## WHAT TO PRODUCE
Render every line of the data below as a numbered list, leaving out any blank lines.

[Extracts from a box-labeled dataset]
'''

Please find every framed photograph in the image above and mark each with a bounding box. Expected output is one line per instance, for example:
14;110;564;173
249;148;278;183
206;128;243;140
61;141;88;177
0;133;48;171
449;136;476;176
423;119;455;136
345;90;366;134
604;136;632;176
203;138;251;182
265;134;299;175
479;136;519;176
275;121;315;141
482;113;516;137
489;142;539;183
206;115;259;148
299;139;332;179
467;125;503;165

'''

## ANSWER FOR THIS EXERCISE
1. Please find every framed photograph in the image above and mark each with a bounding box. Expected output is one line per instance, for example:
2. 14;110;564;173
3. 249;148;278;183
4. 206;128;243;140
5. 61;141;88;177
6. 0;133;48;171
7. 449;136;476;176
8. 423;119;455;136
9. 345;90;366;134
10. 604;136;632;176
11. 203;138;251;182
12. 265;134;299;175
13. 479;136;519;176
14. 275;121;315;141
15. 482;113;516;137
16. 489;142;539;183
17. 206;115;259;148
18. 299;139;332;179
19. 467;125;503;165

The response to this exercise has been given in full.